§ Verilen metin:
Page 9 of 11
Posted: Sun Dec 21, 2008 10:32 pm
by Ufuk Sezekkaplan
Evet beklendiği gibi Havadır (anlaşıldı ki bizim forumu okuyor) Skibbe'ye kravatın ve ayakkabıların uğur olup olmadığını sordu, Skibbe uğur olduğunu doğruladı.
Posted: Sun Dec 21, 2008 10:35 pm
by Murat Biricik
Havadir Civadir Skibbe ye kravati sordu. Neden ayni yesil kravat, bu ugurmu dur?
M. Gorgen ve ozellikle olayi Mehmet e isaret eden sevgili esine buradan selamlarimi iletirim. Kazanmamiz gereken maclarda ne giymesi gerekiyorsa lutfen buraya yazin, Florya da TD mizi itina ile giydiririz.
Posted: Sun Dec 21, 2008 10:37 pm
by Ozgur Huseyinoglu
Dallama havadir civadir yesil kravatin tilsimini bozdu yahu...
Posted: Sun Dec 21, 2008 11:08 pm
by Ismail Gezer
BJK'nın yöneticilerin sahaya inip hakemin üzerine yürümüş yahu...
Posted: Sun Dec 21, 2008 11:16 pm
by Ufuk Sezekkaplan
Ismail Gezer wrote:BJK'nın yöneticilerin sahaya inip hakemin üzerine yürümüş yahu...
Demirören maçta bizim golü alkışlamış. Ama maç çıkışı bunun için "az bile yapmışlar" dedi. Sonra ekledi "Perşembe günü detaylı açıklamalar yapacağım".

§ Kayıtlı veriler:
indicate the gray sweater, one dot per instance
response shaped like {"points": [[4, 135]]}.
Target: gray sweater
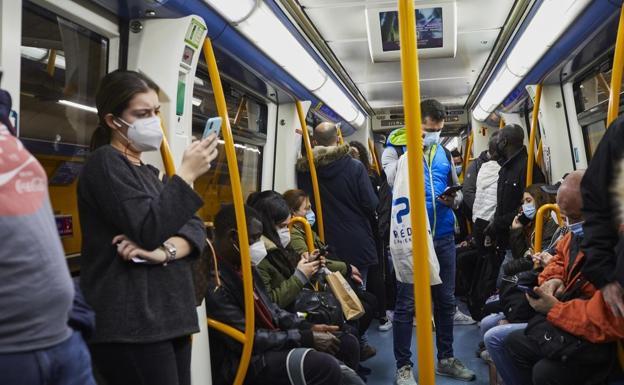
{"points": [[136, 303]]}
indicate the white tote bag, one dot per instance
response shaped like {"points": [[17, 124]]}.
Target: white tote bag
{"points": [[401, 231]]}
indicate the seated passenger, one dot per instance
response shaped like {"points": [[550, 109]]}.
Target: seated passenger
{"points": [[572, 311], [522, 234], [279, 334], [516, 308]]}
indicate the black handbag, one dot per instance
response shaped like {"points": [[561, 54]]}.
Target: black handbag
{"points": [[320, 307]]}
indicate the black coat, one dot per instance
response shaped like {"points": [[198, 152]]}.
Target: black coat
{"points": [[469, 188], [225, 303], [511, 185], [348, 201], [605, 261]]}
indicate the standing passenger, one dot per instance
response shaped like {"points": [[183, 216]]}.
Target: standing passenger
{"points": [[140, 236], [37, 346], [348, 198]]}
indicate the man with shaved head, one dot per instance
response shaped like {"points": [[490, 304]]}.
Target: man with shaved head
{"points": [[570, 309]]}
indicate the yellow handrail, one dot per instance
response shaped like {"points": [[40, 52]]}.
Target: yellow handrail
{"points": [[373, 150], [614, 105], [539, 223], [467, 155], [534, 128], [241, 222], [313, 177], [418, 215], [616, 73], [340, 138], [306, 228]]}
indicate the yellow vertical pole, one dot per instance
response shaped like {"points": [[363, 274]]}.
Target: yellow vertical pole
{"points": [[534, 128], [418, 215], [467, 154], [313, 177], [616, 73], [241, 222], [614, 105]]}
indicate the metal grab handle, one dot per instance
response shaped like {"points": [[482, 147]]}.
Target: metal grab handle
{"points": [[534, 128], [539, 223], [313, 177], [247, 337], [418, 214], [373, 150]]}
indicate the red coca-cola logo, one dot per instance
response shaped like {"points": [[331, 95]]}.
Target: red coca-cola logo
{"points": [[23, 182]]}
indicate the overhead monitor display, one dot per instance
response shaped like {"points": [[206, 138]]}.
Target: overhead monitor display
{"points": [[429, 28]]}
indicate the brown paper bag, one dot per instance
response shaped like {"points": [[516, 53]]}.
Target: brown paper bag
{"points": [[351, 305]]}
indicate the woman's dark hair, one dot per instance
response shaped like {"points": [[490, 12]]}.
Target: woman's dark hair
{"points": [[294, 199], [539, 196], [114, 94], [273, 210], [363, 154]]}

* * *

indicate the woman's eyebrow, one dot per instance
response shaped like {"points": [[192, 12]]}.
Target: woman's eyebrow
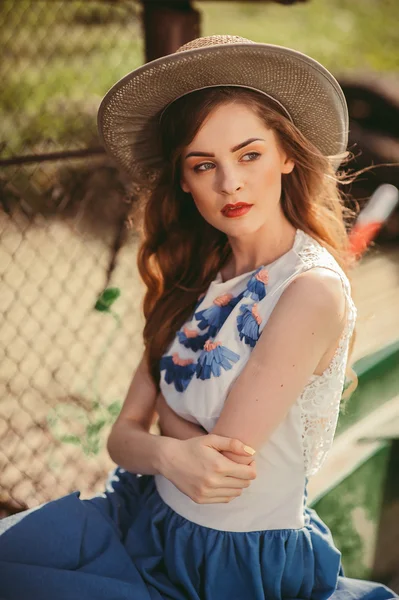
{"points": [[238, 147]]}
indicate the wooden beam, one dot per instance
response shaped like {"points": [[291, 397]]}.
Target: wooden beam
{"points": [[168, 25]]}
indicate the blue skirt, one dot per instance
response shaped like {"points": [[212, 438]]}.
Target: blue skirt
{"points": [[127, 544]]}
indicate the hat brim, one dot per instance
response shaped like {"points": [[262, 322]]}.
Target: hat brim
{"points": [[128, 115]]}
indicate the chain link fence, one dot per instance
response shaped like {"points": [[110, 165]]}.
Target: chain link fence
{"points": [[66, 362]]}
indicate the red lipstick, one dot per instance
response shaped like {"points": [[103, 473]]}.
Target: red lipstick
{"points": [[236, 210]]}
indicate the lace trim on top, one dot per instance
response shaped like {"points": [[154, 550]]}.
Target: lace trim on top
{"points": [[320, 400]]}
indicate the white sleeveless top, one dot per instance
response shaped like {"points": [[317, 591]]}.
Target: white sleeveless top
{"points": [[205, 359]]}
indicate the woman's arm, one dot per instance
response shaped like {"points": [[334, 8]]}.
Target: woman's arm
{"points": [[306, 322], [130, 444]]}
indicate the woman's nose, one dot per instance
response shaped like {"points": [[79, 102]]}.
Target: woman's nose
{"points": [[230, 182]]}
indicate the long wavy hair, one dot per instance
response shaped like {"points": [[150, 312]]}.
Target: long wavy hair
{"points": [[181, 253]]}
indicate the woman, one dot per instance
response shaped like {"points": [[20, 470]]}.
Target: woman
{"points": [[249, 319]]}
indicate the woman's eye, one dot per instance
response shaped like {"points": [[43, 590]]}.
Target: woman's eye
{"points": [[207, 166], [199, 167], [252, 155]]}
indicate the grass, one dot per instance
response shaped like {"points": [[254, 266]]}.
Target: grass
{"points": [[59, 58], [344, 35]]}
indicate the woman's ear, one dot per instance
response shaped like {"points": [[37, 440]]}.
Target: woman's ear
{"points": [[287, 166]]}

§ İstenenler:
A: Forum yazışmasında "Page 9 of 11" sözlerinden "itina ile giydiririz." sözlerine kadar her şeyi, "Skibbe" yerine "hoca" koyarak yeniden yazın.
B: Forum yazışmasına göre şu soruları cevaplayın:
(i) Skibbe'ye kravatın ve ayakkabıların uğur olup olmadığı sorulduğunda ne cevap verdi?
(ii) Ismail Gezer'e göre BJK'nın yöneticileri ne yapmış?
(iii) Demirören detaylı açıklamaları hangi gün yapacağını söyledi?
Listenin bu çalışmayla hiçbir ilgisi yoktur.

§ Tamamlanan çalışma:
A:
Page 9 of 11
Posted: Sun Dec 21, 2008 10:32 pm
by Ufuk Sezekkaplan
Evet beklendiği gibi Havadır (anlaşıldı ki bizim forumu okuyor) hoca'ye kravatın ve ayakkabıların uğur olup olmadığını sordu, hoca uğur olduğunu doğruladı.
Posted: Sun Dec 21, 2008 10:35 pm
by Murat Biricik
Havadir Civadir hoca ye kravati sordu. Neden ayni yesil kravat, bu ugurmu dur?
M. Gorgen ve ozellikle olayi Mehmet e isaret eden sevgili esine buradan selamlarimi iletirim. Kazanmamiz gereken maclarda ne giymesi gerekiyorsa lutfen buraya yazin, Florya da TD mizi itina ile giydiririz.

B:
(i) Uğur olduklarını doğruladı.
(ii) Sahaya inip hakemin üzerine yürümüşler.
(iii) Perşembe günü.